INSTRUCTIONS TO FOLLOW - Show each line of the data below that contains the word "hanging".

[Records from a pointing dataset]
--- BEGIN ---

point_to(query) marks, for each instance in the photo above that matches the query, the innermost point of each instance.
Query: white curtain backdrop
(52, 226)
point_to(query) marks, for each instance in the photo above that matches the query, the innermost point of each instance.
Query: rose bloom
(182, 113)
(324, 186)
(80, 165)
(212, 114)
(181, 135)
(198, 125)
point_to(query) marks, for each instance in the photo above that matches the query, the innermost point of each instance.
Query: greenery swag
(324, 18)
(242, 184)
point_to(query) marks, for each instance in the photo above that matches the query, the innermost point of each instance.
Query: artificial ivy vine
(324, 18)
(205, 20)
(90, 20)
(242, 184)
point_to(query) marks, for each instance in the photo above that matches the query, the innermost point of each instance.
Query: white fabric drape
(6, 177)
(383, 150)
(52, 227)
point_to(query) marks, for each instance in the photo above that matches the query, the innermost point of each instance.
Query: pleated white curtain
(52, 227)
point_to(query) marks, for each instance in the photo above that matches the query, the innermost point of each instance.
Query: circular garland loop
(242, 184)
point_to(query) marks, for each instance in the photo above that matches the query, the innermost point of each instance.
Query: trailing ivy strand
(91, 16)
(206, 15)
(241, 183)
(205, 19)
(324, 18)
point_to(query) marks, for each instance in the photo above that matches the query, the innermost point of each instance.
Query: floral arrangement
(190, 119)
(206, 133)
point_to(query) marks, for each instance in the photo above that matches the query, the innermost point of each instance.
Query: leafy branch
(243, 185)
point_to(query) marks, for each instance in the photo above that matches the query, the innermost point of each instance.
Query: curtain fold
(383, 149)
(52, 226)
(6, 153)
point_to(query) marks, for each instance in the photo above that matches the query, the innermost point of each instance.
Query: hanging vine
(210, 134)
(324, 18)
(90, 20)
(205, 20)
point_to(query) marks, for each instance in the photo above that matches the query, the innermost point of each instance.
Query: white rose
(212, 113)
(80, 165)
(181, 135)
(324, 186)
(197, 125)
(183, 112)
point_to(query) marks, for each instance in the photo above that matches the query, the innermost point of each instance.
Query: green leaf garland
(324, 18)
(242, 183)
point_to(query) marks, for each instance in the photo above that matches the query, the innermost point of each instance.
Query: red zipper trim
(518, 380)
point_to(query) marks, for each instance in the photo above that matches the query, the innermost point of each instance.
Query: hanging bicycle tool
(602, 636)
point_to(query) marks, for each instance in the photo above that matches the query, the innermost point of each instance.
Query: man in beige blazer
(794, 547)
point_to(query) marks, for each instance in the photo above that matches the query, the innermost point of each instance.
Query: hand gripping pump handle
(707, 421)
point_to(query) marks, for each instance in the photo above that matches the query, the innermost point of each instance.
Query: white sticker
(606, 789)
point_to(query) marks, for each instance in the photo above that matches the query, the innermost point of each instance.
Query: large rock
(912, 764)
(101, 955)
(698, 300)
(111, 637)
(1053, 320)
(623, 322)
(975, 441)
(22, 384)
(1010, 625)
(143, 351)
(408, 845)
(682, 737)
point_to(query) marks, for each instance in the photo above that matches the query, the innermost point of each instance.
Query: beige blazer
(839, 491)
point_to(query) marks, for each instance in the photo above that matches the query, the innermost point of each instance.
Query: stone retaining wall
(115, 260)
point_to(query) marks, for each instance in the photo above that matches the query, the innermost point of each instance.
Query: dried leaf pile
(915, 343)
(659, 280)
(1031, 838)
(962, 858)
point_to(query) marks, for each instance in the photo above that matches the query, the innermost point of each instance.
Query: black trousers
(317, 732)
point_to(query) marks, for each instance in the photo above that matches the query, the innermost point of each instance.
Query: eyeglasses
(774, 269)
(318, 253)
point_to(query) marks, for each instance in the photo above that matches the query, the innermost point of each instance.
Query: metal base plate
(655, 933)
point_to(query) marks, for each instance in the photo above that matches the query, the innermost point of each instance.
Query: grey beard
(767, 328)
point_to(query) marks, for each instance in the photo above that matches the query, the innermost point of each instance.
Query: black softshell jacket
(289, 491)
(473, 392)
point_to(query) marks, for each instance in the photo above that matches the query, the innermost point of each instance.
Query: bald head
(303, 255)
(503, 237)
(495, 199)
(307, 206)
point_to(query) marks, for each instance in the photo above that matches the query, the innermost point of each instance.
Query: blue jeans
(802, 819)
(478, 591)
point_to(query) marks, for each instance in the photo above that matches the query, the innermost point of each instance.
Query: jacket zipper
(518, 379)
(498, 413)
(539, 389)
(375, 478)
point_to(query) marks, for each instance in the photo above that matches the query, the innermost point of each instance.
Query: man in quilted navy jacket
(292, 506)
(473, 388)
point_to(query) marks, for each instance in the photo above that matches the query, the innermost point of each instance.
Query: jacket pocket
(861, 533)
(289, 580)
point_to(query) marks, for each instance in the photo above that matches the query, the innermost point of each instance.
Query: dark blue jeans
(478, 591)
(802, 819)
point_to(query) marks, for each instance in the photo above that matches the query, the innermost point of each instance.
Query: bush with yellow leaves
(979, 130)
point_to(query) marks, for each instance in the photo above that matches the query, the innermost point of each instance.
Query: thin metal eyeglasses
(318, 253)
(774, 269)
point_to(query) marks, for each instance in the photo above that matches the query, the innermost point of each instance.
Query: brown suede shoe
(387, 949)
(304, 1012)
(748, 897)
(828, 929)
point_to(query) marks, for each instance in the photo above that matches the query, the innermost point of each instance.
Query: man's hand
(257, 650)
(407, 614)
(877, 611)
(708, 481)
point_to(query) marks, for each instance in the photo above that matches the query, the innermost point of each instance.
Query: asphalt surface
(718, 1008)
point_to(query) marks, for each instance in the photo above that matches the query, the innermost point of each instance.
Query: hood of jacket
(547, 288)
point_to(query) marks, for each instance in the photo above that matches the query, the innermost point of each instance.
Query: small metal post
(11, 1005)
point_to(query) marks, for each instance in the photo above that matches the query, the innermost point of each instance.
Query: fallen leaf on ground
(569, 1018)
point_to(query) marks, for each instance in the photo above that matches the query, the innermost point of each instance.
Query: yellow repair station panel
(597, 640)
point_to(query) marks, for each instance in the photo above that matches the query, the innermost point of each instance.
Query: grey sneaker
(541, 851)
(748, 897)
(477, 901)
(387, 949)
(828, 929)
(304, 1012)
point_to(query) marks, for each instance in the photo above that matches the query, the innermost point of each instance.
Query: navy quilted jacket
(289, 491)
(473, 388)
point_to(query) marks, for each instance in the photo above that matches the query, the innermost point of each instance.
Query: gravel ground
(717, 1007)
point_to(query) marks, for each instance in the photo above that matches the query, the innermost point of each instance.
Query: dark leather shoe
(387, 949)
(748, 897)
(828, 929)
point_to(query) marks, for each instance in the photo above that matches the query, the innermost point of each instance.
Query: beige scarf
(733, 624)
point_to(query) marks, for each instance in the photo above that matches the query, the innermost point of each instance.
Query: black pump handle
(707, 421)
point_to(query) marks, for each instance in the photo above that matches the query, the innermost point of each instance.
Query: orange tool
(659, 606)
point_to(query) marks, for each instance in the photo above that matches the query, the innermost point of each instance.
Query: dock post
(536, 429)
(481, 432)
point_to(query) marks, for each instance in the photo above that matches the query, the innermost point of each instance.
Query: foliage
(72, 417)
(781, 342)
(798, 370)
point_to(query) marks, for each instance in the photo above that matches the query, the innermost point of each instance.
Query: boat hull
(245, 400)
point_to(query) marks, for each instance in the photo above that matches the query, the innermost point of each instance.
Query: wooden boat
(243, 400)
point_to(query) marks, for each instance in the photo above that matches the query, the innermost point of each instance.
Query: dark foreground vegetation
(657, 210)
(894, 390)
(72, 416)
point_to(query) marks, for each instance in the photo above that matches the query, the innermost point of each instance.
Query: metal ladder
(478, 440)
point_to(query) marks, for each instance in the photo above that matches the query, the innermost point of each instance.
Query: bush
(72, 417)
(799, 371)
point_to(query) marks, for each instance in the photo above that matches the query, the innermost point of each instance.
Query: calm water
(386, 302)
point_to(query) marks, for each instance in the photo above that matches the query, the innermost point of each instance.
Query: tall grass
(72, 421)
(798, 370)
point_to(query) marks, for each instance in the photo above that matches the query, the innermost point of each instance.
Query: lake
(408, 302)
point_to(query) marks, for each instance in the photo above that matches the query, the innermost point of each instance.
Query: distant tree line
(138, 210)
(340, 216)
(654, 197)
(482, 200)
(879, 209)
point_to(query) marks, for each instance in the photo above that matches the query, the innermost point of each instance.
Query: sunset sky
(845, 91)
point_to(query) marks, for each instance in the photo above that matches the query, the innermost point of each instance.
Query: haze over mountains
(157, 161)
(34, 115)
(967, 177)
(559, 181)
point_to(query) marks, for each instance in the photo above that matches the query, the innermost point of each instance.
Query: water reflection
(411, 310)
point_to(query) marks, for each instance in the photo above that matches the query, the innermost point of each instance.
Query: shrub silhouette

--- END ---

SOLUTION FOR THIS TASK -
Query: hanging vine
Query: hanging bicycle tool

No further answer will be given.